**Source document:**
Now that we have combined the payroll data with the team statistics, we can easily render side-by-side boxplots comparing team payroll between the AL and NL over the years.

ggplot(data = payroll_teams) + 
  geom_boxplot(mapping = aes(x = factor(yearID), y = adj.payroll/1e6, fill = lgID), alpha = 0.7) + 
  labs(x = "year", y = "payroll (millions)") +
  theme(axis.text.x = element_text(angle = 90)) +
  scale_fill_manual("league", values = c("darkorange", "deepskyblue"))

The boxplots reveal no systematic differences between the leagues.

Payroll and wins

Now that we have a basic understanding of the distribution of team payroll over the years, we can investigate whether payroll helps explain a team’s Win-Loss record with a scatterplot with a linear smoother.

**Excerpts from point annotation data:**
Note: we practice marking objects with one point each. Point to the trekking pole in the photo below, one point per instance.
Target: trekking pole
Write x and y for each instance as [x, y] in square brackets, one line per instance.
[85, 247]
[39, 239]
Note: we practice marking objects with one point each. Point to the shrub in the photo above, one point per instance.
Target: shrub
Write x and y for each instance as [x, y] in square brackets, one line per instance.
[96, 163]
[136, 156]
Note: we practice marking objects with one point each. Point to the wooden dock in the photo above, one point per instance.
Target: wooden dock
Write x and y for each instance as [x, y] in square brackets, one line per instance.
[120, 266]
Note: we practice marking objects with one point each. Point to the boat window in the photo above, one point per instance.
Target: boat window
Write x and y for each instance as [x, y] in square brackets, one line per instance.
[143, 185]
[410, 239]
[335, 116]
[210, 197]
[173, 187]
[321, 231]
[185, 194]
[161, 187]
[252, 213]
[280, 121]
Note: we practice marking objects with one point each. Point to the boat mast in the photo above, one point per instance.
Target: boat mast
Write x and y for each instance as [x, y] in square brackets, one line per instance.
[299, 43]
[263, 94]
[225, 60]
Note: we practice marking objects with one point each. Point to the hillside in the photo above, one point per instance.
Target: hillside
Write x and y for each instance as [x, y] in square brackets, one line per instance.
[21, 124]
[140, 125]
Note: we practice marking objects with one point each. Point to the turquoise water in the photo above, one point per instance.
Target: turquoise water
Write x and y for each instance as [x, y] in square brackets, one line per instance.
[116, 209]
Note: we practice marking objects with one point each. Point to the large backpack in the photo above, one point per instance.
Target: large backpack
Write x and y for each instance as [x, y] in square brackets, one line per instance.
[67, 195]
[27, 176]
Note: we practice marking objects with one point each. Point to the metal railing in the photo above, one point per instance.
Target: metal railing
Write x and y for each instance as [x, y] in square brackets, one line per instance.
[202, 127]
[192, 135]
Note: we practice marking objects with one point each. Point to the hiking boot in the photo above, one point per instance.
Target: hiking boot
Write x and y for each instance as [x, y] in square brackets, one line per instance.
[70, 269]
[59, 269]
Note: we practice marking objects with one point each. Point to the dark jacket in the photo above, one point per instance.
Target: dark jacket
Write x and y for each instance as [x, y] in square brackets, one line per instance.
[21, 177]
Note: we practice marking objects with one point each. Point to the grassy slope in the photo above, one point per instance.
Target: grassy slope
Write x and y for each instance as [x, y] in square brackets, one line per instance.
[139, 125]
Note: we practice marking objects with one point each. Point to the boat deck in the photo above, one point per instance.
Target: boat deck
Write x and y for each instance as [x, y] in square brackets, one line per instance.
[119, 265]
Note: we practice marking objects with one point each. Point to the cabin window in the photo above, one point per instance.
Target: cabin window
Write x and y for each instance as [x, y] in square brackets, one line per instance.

**Written tasks:**
1. Repeat the part of the payroll text from "The boxplots reveal" up to and including "a linear smoother.".
2. Reproduce the lines of the records from the line containing "to the dark" through the last line of the records, and only those lines.

**The answers:**
1.
The boxplots reveal no systematic differences between the leagues.

Payroll and wins

Now that we have a basic understanding of the distribution of team payroll over the years, we can investigate whether payroll helps explain a team’s Win-Loss record with a scatterplot with a linear smoother.

2.
Note: we practice marking objects with one point each. Point to the dark jacket in the photo above, one point per instance.
Target: dark jacket
Write x and y for each instance as [x, y] in square brackets, one line per instance.
[21, 177]
Note: we practice marking objects with one point each. Point to the grassy slope in the photo above, one point per instance.
Target: grassy slope
Write x and y for each instance as [x, y] in square brackets, one line per instance.
[139, 125]
Note: we practice marking objects with one point each. Point to the boat deck in the photo above, one point per instance.
Target: boat deck
Write x and y for each instance as [x, y] in square brackets, one line per instance.
[119, 265]
Note: we practice marking objects with one point each. Point to the cabin window in the photo above, one point per instance.
Target: cabin window
Write x and y for each instance as [x, y] in square brackets, one line per instance.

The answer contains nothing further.